### [Исходный текст]
++++

Ну а дальше начинаются конвенции, договорные отношения между сторонами, и мы вступаем в область разграничений, порою тонких, а порой очевидных.
Иной мемуарист, оборачиваясь на событие, видит в нем прежде всего себя, и сама точка обзора настолько искажает перспективу, что фактическую и историческую правду в таком воспоминании искать заведомо бессмысленно. Яркий пример в этом роде — мемуарная проза Владимира Набокова, с оглядкой на которого, как сразу же догадался случайный читатель этого послесловия, оно и озаглавлено. «Колыбель качается над бездной» — первая же фраза «Других берегов» направляет читателя в дали, где правды, где достоверности нет и быть не может.
Но чаще, конечно, поэзия в сочинениях такого жанра довлеет правде, даже если эта правда заведомо неполна и, более того, ограничена своим временем, по прошествии которого — становится неправдой. В этом случае автор, изъясняясь от первого лица и рассказывая о событиях своей жизни, предлагая свои оценки, испытывает давление некоторых — внеличностных — сил и даже растворяется до известной степени в атмосфере минувших лет. Это никакой не изъян зрения, слуха, речи, это тоже конвенция, только другая.
Таков случай Мирослава Крлежи. Положим, и в его дневнике возникают фигуры и ситуации вполне мифические, вроде пылкого ненавистника советской власти, а на самом деле тайного агента ГПУ и провокатора адмирала Сергея Михайловича Врубеля. Да и вообще вся поездка молодого, но известного уже в ту пору хорватского драматурга, поэта, публициста в Советский Союз настолько отдает детективом — нелегальный переход границы, даже нескольких границ, поддельные документы и т. д., — что уже один антураж воспламеняет воображение и подталкивает к беллетристике. И все же «Поездка в Россию» — это прежде всего документ. Даже однофамилец художника — личность вполне характерная, а может, и реальная, только фамилия и звание были другими. Иностранцев, в том числе иностранцев-друзей, власть, как известно, своим неустанным попечением не оставляла. Документ, а также страница биографии — не только и, быть может, не столько персональной, но поколенческой. Меня она, во всяком случае, интересует в этом качестве, и говорить я намерен не о тексте, а по преимуществу о контексте.

++++

### [Данные для обработки]
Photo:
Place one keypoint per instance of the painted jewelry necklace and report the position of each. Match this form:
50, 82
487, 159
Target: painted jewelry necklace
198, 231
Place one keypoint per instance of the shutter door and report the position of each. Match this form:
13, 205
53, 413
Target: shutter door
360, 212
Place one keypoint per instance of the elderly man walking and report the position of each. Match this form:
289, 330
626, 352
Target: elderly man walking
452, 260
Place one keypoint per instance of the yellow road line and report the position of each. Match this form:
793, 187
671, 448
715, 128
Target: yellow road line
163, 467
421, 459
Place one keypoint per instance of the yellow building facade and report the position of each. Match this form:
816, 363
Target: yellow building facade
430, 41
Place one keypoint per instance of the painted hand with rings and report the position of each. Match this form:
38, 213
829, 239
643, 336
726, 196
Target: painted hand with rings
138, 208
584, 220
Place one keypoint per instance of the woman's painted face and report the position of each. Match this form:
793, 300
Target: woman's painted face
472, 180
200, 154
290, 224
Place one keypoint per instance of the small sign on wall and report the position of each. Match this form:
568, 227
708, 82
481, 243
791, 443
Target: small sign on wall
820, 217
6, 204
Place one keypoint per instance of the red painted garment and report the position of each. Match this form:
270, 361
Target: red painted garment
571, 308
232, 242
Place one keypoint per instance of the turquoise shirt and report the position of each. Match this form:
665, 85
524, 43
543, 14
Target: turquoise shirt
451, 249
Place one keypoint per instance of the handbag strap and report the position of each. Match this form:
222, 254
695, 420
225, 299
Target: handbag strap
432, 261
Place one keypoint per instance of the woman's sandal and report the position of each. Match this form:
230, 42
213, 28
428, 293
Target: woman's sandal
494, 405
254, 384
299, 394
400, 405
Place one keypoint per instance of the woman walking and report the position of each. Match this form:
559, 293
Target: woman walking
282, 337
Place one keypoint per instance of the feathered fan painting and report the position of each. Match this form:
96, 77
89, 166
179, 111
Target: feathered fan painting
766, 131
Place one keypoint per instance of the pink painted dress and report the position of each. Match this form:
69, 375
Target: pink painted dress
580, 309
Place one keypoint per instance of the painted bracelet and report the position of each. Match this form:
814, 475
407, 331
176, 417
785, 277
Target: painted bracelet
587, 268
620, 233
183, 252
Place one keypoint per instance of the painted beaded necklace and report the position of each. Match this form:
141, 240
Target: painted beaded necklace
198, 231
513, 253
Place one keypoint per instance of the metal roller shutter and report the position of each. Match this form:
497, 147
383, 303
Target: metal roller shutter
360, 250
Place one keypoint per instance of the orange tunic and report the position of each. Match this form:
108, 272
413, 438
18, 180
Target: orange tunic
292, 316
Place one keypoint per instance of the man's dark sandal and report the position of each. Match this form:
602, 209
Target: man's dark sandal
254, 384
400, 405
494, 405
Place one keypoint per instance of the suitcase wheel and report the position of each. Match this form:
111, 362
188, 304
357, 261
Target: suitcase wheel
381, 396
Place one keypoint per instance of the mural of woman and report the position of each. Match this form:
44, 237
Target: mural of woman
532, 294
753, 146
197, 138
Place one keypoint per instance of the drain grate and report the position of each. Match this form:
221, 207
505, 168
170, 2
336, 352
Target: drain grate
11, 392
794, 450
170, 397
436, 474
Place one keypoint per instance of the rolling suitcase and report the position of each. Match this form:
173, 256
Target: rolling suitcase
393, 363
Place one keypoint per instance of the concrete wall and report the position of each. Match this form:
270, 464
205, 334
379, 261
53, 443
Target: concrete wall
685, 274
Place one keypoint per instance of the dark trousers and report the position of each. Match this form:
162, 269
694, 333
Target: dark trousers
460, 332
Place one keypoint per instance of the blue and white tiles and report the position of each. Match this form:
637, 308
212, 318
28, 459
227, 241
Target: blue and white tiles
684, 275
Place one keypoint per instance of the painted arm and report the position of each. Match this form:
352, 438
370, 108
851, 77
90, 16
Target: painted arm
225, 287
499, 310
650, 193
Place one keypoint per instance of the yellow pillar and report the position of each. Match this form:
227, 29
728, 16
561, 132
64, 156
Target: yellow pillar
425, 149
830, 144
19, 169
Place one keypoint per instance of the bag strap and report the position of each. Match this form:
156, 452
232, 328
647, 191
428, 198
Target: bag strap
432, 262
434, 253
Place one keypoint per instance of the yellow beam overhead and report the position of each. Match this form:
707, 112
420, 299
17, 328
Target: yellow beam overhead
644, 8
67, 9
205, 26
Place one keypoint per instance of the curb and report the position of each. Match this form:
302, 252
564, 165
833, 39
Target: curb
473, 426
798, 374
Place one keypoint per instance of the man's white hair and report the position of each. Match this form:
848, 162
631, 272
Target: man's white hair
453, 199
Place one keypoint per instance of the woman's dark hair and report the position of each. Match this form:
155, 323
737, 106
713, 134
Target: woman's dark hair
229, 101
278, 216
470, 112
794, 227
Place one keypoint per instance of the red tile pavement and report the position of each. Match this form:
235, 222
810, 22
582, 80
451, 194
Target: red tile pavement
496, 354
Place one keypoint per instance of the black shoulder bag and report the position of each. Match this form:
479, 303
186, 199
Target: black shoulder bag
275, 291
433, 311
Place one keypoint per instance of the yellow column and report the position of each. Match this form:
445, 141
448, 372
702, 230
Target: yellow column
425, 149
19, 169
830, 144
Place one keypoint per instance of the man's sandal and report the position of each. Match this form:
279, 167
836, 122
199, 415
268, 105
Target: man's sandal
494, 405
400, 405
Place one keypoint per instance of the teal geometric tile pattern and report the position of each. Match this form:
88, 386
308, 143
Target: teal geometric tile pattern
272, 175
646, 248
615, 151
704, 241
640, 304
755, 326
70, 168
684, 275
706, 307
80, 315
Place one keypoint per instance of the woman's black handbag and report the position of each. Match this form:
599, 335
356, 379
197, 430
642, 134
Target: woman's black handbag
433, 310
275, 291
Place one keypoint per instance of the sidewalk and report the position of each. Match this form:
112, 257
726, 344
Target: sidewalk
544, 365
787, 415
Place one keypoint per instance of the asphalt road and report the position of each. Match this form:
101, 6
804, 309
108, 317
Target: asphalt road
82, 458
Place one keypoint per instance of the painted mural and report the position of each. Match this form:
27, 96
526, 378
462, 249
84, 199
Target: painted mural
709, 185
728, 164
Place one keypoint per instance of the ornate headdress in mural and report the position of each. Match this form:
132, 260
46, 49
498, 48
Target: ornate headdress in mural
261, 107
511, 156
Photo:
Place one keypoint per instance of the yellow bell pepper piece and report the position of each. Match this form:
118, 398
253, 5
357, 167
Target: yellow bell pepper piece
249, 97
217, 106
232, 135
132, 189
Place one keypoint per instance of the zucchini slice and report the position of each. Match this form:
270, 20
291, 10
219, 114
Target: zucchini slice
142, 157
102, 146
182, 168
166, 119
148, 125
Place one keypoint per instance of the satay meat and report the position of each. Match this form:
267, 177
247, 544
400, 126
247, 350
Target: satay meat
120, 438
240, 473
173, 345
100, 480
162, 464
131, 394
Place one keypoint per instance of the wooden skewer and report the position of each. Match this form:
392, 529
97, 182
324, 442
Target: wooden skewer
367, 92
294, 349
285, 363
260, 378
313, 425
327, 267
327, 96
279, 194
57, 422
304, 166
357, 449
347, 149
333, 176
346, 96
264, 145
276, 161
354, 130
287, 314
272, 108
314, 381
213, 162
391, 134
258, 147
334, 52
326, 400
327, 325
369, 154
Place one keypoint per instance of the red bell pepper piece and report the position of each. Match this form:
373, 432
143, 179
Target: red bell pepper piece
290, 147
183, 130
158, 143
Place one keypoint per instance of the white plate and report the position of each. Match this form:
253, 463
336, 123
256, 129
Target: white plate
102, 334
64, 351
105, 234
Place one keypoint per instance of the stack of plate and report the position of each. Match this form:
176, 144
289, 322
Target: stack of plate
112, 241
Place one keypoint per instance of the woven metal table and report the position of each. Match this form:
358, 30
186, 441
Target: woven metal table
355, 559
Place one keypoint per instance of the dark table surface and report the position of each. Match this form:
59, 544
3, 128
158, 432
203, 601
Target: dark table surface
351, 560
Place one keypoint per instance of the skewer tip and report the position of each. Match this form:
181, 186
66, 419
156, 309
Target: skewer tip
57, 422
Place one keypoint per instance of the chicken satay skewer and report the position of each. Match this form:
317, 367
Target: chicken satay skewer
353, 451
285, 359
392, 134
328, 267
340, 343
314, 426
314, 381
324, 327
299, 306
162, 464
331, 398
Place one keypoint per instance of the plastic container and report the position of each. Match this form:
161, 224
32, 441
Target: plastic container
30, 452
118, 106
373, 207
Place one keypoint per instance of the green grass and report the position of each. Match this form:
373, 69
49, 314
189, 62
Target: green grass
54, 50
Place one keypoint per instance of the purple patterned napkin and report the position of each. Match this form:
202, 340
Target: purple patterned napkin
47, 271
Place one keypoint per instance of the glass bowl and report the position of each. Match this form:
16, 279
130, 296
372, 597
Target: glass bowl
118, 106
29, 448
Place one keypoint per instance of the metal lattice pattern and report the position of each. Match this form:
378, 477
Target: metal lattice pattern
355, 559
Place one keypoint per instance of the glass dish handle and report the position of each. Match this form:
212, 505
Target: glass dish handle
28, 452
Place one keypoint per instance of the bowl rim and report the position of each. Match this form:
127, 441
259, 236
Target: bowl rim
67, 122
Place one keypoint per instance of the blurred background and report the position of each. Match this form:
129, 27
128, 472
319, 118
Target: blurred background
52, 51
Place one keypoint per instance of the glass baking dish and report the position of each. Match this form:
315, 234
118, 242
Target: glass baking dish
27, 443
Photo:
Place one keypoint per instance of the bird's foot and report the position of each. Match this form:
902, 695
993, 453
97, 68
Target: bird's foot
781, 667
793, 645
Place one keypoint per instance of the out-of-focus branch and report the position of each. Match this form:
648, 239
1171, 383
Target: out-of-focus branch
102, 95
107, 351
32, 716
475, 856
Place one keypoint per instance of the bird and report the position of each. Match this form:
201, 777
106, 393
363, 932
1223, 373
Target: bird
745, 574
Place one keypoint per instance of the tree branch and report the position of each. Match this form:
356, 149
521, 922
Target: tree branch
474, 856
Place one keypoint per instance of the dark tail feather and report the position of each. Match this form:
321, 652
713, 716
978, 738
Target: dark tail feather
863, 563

++++

### [Указания]
1. Какая первая фраза «Других берегов» приведена в исходном тексте?
2. Пожалуйста, посчитайте строки, в которых встречается слово "stack", с учетом регистра. В ответе укажите только число.

### [Ответы к упражнениям]
1. «Колыбель качается над бездной».

2. 2